*TEXTO FORNECIDO*
Para o conselheiro tutelar Luis Paulo Dull, que atua na oitava microrregião de Porto Alegre (que atende a região central da Capital) há cerca de dez anos, a ideia de que a mulher precisa ser mãe tem base em uma cultura machista.

— Existe uma exigência social de que as mulheres são obrigadas a maternar. O que vemos muitas vezes é a família exigindo que uma mulher seja mãe. Isso é uma violência cultural de uma sociedade patriarcal e machista — diz.

A participação paterna

Caso a mulher tenha contato com o pai registral da criança, ele também será ouvido em audiência para a formalização da entrega. Se houver algum tipo de conflito familiar que necessite ser mediado, será designado um defensor público. 

A pesquisadora da UFRGS pontua que as mulheres sempre são cobradas quando optam pela entrega, mas questiona sobre a participação dos homens e a forma como a sociedade se posiciona em relação às obrigações deles.

— As mulheres são extremamente responsabilizadas. Se ela não quer exercer a maternidade, então por que o homem não cuida? As mulheres que optam pela entrega também estão muito relacionadas à falta da rede de apoio — comenta.

O conselheiro tutelar Luis Paulo Dull acrescenta que milhares de crianças são registradas todos os anos sem o nome do pai no Brasil, o que demonstra a dimensão da cobrança que recai sobre as mulheres que engravidam. 

Perfil da mulher que entrega

Embora as mulheres em situação de vulnerabilidade social ou vítimas de violência também estejam entre aquelas que entregam os bebês, a psicóloga pontua que elas não são as únicas. Ela afirma que é preciso prestar atenção ao desejo da mulher de ser ou não ser mãe.

*USANDO AS INFORMAÇÕES*
1. Liste todas as ideias que o texto fornecido atribui ao conselheiro tutelar Luis Paulo Dull.
2. Com base no texto fornecido, responda:
(a) Há quanto tempo Luis Paulo Dull atua na oitava microrregião de Porto Alegre?
(b) Quem é designado se houver algum conflito familiar que precise ser mediado?
(c) Segundo a pesquisadora da UFRGS, a que as mulheres que optam pela entrega também estão muito relacionadas?
3. Dê prosseguimento ao texto sobre a entrega de bebês a partir do ponto em que ele termina.

*MATERIAL FORNECIDO*
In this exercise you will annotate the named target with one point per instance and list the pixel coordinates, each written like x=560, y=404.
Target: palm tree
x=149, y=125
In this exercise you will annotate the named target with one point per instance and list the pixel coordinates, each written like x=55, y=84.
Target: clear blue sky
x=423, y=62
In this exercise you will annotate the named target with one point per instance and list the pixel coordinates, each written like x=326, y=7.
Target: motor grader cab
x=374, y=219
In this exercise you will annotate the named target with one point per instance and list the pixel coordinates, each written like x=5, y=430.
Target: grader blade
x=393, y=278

*RESPOSTAS POR ITEM*
1.
- A ideia de que a mulher precisa ser mãe tem base em uma cultura machista.
- Existe uma exigência social de que as mulheres são obrigadas a maternar.
- Muitas vezes é a família que exige que uma mulher seja mãe.
- Isso é uma violência cultural de uma sociedade patriarcal e machista.
- Milhares de crianças são registradas todos os anos sem o nome do pai no Brasil, o que demonstra a dimensão da cobrança que recai sobre as mulheres que engravidam.

2.
(a) Há cerca de dez anos.
(b) Um defensor público.
(c) À falta da rede de apoio.

3.
— Na minha pesquisa, eu percebi que se tem a ideia de que a mulher que entrega o bebê não tem recursos financeiros ou rede de apoio. Esses são fatores muito presentes, sim, mas é preciso olhar para a individualidade dessa mulher, para os desejos dela, para a subjetividade dela. Essa mulher não tem o desejo de ser mãe, assim como há mulheres em situação de vulnerabilidade que optam por manter os filhos.

O conselheiro tutelar Luis Paulo Dull corrobora a afirmação da psicóloga e vai além:

— As mães que aparecem aqui vêm em diferentes contextos. Da minha experiência empírica, eu vejo que as mães pretas da comunidade têm mais tendência a cuidar dos filhos e acatar à pressão social que existe sobre a maternidade. Vejo mais mulheres não periféricas buscando por essa alternativa.

Direito de arrependimento

A mulher pode manifestar o desejo de entregar o bebê em qualquer momento durante a gestação ou após o parto. O juiz Johnson comenta que, na maioria dos casos, o interesse pela entrega é comunicado durante os exames pré-natais e a rede de saúde aciona o Conselho Tutelar, que comunica o Judiciário. O acompanhamento do Conselho Tutelar segue ao longo da gravidez e, inclusive, após o nascimento.

De acordo com a resolução 485 do CNJ, os genitores têm o direito de voltar atrás na decisão de entregar a criança no prazo de até 10 dias após a audiência que define a sentença de extinção do poder familiar. Por esse motivo, a mulher recebe acompanhamento durante a gestação e após o parto.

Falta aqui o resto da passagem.